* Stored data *
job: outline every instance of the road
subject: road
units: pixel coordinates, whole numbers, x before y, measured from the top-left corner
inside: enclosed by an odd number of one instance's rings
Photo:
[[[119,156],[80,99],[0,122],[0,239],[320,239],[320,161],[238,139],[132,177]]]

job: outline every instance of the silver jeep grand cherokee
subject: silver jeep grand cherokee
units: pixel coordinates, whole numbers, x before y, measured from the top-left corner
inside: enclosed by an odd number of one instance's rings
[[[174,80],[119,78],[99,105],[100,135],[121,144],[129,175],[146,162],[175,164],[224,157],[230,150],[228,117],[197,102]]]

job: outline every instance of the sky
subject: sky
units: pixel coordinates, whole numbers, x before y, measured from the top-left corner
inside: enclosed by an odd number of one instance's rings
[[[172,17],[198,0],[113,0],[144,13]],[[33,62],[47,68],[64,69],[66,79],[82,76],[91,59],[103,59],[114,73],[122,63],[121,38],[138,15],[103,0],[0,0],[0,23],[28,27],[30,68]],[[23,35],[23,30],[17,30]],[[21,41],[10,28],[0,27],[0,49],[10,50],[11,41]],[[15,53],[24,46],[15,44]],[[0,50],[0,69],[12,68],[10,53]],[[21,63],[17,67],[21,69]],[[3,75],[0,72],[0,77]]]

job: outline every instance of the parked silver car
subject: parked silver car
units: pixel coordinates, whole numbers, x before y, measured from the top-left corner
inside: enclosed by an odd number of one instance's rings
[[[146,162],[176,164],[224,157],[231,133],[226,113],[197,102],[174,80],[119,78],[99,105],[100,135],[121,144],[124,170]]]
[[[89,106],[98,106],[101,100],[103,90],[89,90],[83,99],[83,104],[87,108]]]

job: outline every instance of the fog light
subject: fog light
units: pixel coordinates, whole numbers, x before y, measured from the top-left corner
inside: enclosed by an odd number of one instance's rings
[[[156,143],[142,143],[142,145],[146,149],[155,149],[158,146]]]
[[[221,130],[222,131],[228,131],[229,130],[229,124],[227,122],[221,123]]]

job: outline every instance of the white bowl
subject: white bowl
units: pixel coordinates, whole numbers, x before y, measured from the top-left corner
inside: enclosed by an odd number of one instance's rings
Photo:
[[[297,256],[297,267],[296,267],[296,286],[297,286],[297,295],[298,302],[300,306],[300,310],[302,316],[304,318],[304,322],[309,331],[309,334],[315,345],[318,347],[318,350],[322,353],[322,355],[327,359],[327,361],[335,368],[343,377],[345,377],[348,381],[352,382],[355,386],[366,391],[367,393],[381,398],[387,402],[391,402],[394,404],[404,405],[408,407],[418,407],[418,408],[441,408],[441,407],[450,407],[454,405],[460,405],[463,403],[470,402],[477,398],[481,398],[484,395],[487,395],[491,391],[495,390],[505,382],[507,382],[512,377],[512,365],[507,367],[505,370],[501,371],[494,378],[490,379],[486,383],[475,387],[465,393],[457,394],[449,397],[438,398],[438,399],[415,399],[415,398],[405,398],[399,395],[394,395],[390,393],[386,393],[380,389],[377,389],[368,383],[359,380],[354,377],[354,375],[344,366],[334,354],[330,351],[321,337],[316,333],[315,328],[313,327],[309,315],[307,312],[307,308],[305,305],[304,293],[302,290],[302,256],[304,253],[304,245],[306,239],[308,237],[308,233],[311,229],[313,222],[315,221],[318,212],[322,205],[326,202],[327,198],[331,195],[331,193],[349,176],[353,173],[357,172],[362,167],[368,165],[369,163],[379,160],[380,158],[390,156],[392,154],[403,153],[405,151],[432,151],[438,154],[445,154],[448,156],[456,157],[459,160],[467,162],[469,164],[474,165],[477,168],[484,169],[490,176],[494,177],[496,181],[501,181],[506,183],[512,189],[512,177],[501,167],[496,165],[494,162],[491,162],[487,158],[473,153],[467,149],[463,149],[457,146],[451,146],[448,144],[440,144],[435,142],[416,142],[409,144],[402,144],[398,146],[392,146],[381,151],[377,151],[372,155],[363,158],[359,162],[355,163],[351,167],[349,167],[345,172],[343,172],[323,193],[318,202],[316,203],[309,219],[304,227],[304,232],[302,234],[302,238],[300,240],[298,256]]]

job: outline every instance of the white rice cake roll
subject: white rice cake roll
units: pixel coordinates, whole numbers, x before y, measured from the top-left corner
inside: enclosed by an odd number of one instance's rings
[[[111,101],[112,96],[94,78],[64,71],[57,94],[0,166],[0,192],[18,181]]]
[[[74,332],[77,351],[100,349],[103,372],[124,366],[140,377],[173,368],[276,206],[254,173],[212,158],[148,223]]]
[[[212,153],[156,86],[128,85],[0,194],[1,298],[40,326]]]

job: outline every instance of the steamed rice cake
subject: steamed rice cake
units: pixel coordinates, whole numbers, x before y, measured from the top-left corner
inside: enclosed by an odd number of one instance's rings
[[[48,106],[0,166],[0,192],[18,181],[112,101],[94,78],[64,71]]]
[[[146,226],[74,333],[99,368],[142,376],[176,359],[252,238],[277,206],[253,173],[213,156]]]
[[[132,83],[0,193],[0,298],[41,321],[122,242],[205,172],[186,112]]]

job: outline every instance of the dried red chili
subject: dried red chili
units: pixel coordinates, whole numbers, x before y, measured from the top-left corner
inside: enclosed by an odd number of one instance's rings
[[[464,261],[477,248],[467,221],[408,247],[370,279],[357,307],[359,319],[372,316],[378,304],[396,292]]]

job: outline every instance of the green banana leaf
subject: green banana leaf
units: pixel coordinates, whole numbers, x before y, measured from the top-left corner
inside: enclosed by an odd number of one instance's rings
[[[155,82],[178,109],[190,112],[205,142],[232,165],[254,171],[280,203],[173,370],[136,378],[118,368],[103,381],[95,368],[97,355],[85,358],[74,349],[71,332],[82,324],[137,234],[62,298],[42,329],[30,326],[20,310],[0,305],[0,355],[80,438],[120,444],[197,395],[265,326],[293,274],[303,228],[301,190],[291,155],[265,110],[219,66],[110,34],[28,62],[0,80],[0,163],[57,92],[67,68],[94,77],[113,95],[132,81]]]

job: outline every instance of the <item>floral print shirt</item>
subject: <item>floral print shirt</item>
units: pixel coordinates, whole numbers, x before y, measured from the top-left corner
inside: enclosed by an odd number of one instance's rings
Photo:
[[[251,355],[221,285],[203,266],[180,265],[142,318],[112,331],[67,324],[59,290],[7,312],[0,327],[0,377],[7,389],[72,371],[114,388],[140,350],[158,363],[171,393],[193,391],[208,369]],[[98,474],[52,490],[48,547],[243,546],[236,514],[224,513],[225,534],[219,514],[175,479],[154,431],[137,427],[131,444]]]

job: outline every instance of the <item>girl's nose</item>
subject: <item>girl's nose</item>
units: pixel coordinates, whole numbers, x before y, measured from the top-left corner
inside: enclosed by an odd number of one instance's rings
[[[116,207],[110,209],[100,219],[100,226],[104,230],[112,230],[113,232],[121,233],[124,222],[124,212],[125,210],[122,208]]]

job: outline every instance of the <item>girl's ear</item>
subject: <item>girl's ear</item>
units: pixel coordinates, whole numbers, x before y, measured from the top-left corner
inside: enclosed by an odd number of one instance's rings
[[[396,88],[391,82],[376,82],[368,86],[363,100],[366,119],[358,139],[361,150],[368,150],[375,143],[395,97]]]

* WHAT TO DO *
Could you write out all the entries exactly as given?

* RESULT OF THIS EXERCISE *
job: outline every instance of the road
subject: road
units: pixel coordinates, whole numbers, x before y, measured from the top-left corner
inside: enclosed by an odd number of one instance's rings
Photo:
[[[119,156],[80,99],[0,122],[0,239],[320,239],[320,161],[238,139],[132,177]]]

job: outline every instance of the silver jeep grand cherokee
subject: silver jeep grand cherokee
units: pixel coordinates, whole numbers, x before y, measured from the top-left corner
inside: enclosed by an odd number of one instance's rings
[[[174,80],[119,78],[99,105],[100,135],[121,144],[129,175],[146,162],[175,164],[224,157],[230,150],[228,117],[197,102]]]

job: outline every instance of the sky
subject: sky
units: pixel coordinates, whole numbers, x before y, measured from the top-left corner
inside: enclosed by an odd number of one instance's rings
[[[172,17],[198,0],[113,0],[144,13]],[[33,62],[47,68],[64,69],[66,79],[82,76],[91,59],[103,59],[114,73],[122,63],[121,38],[138,15],[103,0],[0,0],[0,23],[28,27],[30,68]],[[23,35],[23,30],[17,30]],[[21,41],[10,28],[0,27],[0,49],[10,50],[11,41]],[[15,53],[24,46],[15,44]],[[0,50],[0,69],[12,68],[10,53]],[[21,63],[17,67],[21,69]],[[3,75],[0,72],[0,77]]]

job: outline every instance of the parked silver car
subject: parked silver car
units: pixel coordinates, whole numbers, x before y, measured from the top-left corner
inside: enclosed by an odd number of one instance's rings
[[[146,162],[176,164],[224,157],[231,133],[226,113],[197,102],[174,80],[119,78],[99,105],[100,135],[121,144],[124,170]]]
[[[89,106],[98,106],[101,100],[103,90],[89,90],[83,99],[83,104],[87,108]]]

job: outline every instance of the fog light
subject: fog light
units: pixel coordinates, whole numbers, x before y, measured from the top-left corner
inside: enclosed by an odd number of one instance's rings
[[[156,143],[142,143],[142,145],[146,149],[155,149],[158,146]]]
[[[221,130],[222,131],[228,131],[229,130],[229,124],[227,122],[221,123]]]

job: outline every instance of the white bowl
subject: white bowl
units: pixel coordinates, whole numbers, x before y, measured from the top-left corner
inside: enclosed by an odd number of one instance's rings
Photo:
[[[297,256],[297,267],[296,267],[296,286],[297,286],[297,295],[298,302],[300,306],[300,310],[302,316],[304,318],[304,322],[309,331],[309,334],[315,345],[318,347],[318,350],[322,353],[322,355],[327,359],[327,361],[335,368],[343,377],[345,377],[348,381],[352,382],[355,386],[366,391],[367,393],[381,398],[387,402],[391,402],[394,404],[404,405],[408,407],[418,407],[418,408],[441,408],[441,407],[450,407],[454,405],[460,405],[463,403],[470,402],[477,398],[481,398],[484,395],[487,395],[491,391],[495,390],[505,382],[507,382],[512,377],[512,365],[507,367],[505,370],[501,371],[494,378],[490,379],[486,383],[475,387],[465,393],[457,394],[449,397],[438,398],[438,399],[415,399],[415,398],[405,398],[399,395],[394,395],[390,393],[386,393],[380,389],[377,389],[368,383],[359,380],[354,377],[354,375],[344,366],[334,354],[330,351],[321,337],[316,333],[315,328],[313,327],[309,315],[307,312],[307,308],[305,305],[304,293],[302,290],[302,256],[304,253],[304,245],[306,239],[308,237],[308,233],[311,229],[313,222],[315,221],[318,212],[322,205],[326,202],[327,198],[331,195],[331,193],[349,176],[353,173],[357,172],[362,167],[368,165],[369,163],[379,160],[380,158],[390,156],[392,154],[403,153],[405,151],[432,151],[438,154],[445,154],[448,156],[456,157],[459,160],[467,162],[469,164],[474,165],[477,168],[484,169],[490,176],[494,177],[496,181],[501,181],[506,183],[512,189],[512,177],[501,167],[496,165],[494,162],[491,162],[487,158],[473,153],[467,149],[463,149],[457,146],[451,146],[448,144],[440,144],[435,142],[416,142],[409,144],[402,144],[398,146],[392,146],[381,151],[377,151],[372,155],[363,158],[359,162],[355,163],[351,167],[349,167],[345,172],[343,172],[323,193],[318,202],[316,203],[309,219],[304,227],[304,232],[302,234],[302,238],[300,240],[298,256]]]

job: outline every instance of the white rice cake roll
subject: white rice cake roll
units: pixel coordinates, whole numbers, x before y, measured from the top-left corner
inside: enclosed by an odd number of one instance's rings
[[[111,101],[112,96],[94,78],[64,71],[57,94],[0,166],[0,192],[18,181]]]
[[[74,332],[77,351],[100,349],[103,372],[124,366],[140,377],[173,368],[276,206],[254,173],[212,158],[148,223]]]
[[[212,153],[156,86],[128,85],[0,194],[1,298],[40,326]]]

job: outline every instance of the steamed rice cake
subject: steamed rice cake
units: pixel coordinates, whole numbers, x before y, measured from the top-left corner
inside: enclosed by an odd number of one instance's rings
[[[48,106],[0,166],[0,192],[18,181],[112,101],[94,78],[64,71]]]
[[[146,226],[74,333],[99,368],[142,376],[176,359],[252,238],[277,206],[253,173],[213,156]]]
[[[132,83],[0,193],[0,298],[41,321],[122,242],[205,172],[186,112]]]

job: outline every instance of the dried red chili
subject: dried red chili
units: pixel coordinates, whole numbers, x before y, measured from the top-left corner
inside: enclosed by an odd number of one instance's rings
[[[464,261],[477,248],[467,221],[408,247],[370,279],[357,307],[359,319],[372,316],[378,304],[396,292]]]

job: outline every instance of the green banana leaf
subject: green banana leaf
units: pixel coordinates, whole numbers, x before y, measured from the top-left corner
inside: enclosed by an odd number of one instance's rings
[[[155,82],[178,109],[190,112],[205,142],[232,165],[254,171],[280,203],[173,370],[136,378],[118,368],[103,381],[95,368],[97,355],[85,358],[74,349],[71,332],[82,324],[137,234],[62,298],[42,329],[30,326],[20,310],[0,305],[0,355],[80,438],[120,444],[197,395],[265,326],[293,274],[303,228],[301,190],[291,155],[265,110],[219,66],[110,34],[28,62],[0,80],[0,163],[57,92],[67,68],[94,77],[113,95],[132,81]]]

job: outline every instance of the <item>floral print shirt</item>
subject: <item>floral print shirt</item>
units: pixel coordinates, whole numbers, x before y, measured from the top-left corner
inside: enclosed by an odd number of one instance's rings
Photo:
[[[251,355],[221,285],[203,266],[180,265],[142,318],[112,331],[67,324],[59,290],[7,312],[0,327],[0,377],[7,389],[72,371],[114,388],[140,350],[158,363],[171,393],[193,391],[208,369]],[[98,474],[52,490],[48,547],[243,546],[236,514],[224,513],[225,534],[219,514],[175,479],[154,431],[137,427],[131,444]]]

job: outline every instance of the <item>girl's nose</item>
subject: <item>girl's nose</item>
units: pixel coordinates, whole numbers, x before y, measured from the top-left corner
inside: enclosed by an odd number of one instance's rings
[[[116,207],[110,209],[100,219],[100,226],[104,230],[112,230],[113,232],[121,233],[124,222],[124,212],[125,210],[122,208]]]

job: outline every instance of the <item>girl's ear</item>
subject: <item>girl's ear</item>
units: pixel coordinates, whole numbers, x before y, measured from the top-left corner
inside: enclosed by an odd number of one instance's rings
[[[396,88],[391,82],[376,82],[368,86],[363,100],[366,119],[358,139],[361,150],[368,150],[375,143],[395,97]]]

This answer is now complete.